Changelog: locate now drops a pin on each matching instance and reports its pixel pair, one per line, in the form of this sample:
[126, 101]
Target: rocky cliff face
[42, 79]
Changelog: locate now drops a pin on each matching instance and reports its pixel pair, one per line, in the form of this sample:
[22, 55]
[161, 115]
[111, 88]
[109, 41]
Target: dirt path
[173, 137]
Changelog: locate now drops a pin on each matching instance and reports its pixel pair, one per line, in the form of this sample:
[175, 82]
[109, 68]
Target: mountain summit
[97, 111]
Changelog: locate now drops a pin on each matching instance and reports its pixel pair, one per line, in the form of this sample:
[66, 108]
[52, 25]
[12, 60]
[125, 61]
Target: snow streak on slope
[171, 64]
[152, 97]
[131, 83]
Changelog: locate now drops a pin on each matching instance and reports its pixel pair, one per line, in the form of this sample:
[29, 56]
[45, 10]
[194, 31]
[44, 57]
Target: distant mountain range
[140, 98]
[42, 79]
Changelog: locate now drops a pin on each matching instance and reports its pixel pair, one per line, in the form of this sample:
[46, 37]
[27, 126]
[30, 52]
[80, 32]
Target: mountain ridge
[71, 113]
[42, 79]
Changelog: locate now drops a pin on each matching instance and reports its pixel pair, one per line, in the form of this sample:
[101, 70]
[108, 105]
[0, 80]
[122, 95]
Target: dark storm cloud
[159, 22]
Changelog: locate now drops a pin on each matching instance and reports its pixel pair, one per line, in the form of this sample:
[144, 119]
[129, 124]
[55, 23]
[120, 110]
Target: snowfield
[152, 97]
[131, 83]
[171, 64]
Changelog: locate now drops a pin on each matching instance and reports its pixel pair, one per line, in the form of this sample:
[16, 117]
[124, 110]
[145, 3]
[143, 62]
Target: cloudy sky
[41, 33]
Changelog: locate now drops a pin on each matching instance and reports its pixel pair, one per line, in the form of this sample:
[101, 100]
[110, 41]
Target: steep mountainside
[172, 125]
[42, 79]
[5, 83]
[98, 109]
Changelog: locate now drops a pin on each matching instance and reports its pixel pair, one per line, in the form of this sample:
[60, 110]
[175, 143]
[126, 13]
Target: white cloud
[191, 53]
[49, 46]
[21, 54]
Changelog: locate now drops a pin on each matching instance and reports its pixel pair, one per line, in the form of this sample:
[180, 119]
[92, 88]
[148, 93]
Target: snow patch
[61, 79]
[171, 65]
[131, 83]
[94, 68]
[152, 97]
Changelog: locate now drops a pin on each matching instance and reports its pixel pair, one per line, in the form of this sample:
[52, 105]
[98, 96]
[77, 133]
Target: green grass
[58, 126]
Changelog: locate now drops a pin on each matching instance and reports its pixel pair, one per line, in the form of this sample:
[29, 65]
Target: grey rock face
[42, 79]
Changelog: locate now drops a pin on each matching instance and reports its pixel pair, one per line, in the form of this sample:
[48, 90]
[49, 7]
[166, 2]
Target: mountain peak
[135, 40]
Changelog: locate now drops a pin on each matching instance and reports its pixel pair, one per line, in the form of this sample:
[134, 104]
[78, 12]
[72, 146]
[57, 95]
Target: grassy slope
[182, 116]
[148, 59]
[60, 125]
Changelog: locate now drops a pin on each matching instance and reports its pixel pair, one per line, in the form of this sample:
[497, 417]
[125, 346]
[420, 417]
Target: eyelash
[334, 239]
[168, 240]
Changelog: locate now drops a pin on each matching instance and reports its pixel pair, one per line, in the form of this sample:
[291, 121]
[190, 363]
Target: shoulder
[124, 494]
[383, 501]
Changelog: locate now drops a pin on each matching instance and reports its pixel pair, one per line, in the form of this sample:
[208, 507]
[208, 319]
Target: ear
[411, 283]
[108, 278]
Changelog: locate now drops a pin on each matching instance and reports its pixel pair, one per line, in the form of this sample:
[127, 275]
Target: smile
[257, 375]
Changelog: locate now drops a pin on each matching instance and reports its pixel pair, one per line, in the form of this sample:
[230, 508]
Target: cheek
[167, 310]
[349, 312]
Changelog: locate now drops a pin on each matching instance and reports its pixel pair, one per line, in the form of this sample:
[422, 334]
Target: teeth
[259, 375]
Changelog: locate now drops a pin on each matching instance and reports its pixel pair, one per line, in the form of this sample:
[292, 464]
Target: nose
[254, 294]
##############################
Write out the data again, exactly and in full.

Changelog: locate now drops a pin on each matching instance and reports its pixel pair, one per line, in the form of this sample:
[126, 101]
Target: rocky cliff face
[42, 79]
Changelog: locate now drops a pin on each matching instance and reports its pixel pair, one per line, in the form of this sample:
[22, 55]
[161, 115]
[111, 88]
[109, 41]
Target: dirt path
[173, 137]
Changelog: locate now drops a pin on each matching instance and reports its pixel pair, one per line, in the form of this sample:
[175, 82]
[109, 68]
Target: mountain summit
[97, 111]
Changelog: locate now drops a pin on each matching instance and reports its pixel pair, one per line, in the form of this sample:
[66, 108]
[52, 25]
[12, 60]
[125, 61]
Target: snow streak on slope
[171, 64]
[152, 97]
[131, 83]
Changelog: locate now drops a pin on each matching instance and reports its pixel pair, one per line, in the form of this sample:
[29, 56]
[45, 10]
[194, 31]
[44, 57]
Target: distant mountain range
[140, 98]
[42, 79]
Changelog: locate now drops a pin on each matching instance and reports its pixel pair, one per line, in the form of this sample:
[46, 37]
[27, 126]
[30, 52]
[80, 32]
Target: mountain ridge
[71, 113]
[42, 79]
Changelog: locate now drops a pin on each matching instance and reports its pixel pair, one per line, in the form of this sample:
[101, 70]
[108, 105]
[0, 80]
[122, 95]
Target: dark storm cloud
[159, 22]
Changelog: locate now drops a pin on each matching instance and reports its pixel pair, one per line, in the form of this sample:
[144, 119]
[129, 124]
[55, 23]
[120, 110]
Target: snowfield
[152, 97]
[131, 83]
[171, 64]
Changelog: locate now drops a pin on each matching instance and reports its pixel pair, one per line, in the form of this sample:
[16, 117]
[124, 110]
[145, 3]
[143, 62]
Target: cloudy sky
[41, 33]
Changelog: locate now drops a pin on each matching instance and reports its pixel pair, one per line, in the form of this sample:
[101, 100]
[110, 41]
Target: steep mountainside
[172, 125]
[42, 79]
[5, 83]
[98, 109]
Changelog: locate now drops a pin on each matching instance and reports its pixel pair, one per line, in the form of this sample:
[60, 110]
[175, 143]
[126, 13]
Target: white cloud
[191, 53]
[49, 46]
[21, 54]
Changelog: locate now drops a pin on each matching instance and reports its pixel pair, one per line, in the form of this sample:
[180, 119]
[92, 88]
[148, 93]
Target: snow patch
[61, 79]
[171, 65]
[131, 83]
[94, 68]
[152, 97]
Changelog: locate now drops a pin on each matching instance and reports its pixel pair, one per line, in the form of this sample:
[52, 105]
[98, 96]
[77, 133]
Target: green grass
[58, 126]
Changelog: locate now drops a pin on each matching instance and reports its pixel pair, one per line, in the form of this sample:
[29, 65]
Target: grey rock face
[42, 79]
Changelog: locate now drops a pin on each matching instance and reports its pixel pair, one per line, in the form of this sample:
[48, 90]
[49, 7]
[166, 2]
Target: mountain peak
[135, 40]
Changelog: locate now drops a pin on each matching instance and reports its pixel pair, one per line, in the form of this sample:
[134, 104]
[78, 12]
[72, 146]
[57, 95]
Target: grassy slope
[182, 116]
[148, 59]
[60, 125]
Changelog: locate now drops a pin on each matching instance and reports its pixel pair, one per line, in the form of this sample:
[497, 417]
[125, 346]
[420, 417]
Target: eyelash
[334, 239]
[168, 240]
Changelog: locate now drops a pin on each matching instance and reports its pixel pair, one per line, in the form of this sample:
[291, 121]
[190, 363]
Target: shoulder
[124, 494]
[383, 501]
Changelog: locate now drops a pin on each matching instance and reports its pixel pair, one per line, in the form of this sample:
[208, 507]
[208, 319]
Target: ear
[411, 283]
[108, 278]
Changelog: locate now drops a pin on each matching instance and reports its pixel pair, one per line, in the form of this sample:
[127, 275]
Target: smile
[257, 375]
Changelog: locate now drops a pin on each matching instance and reports its pixel pair, one per line, in the form of this sample:
[230, 508]
Target: cheek
[167, 310]
[349, 312]
Changelog: locate now drops a pin on each matching instance and reports its pixel pair, one per line, in the form of this sample:
[422, 334]
Target: teeth
[259, 375]
Changelog: locate now drops a pin on each matching instance and reports its pixel pair, one per line, in the form of this sample:
[292, 464]
Target: nose
[254, 294]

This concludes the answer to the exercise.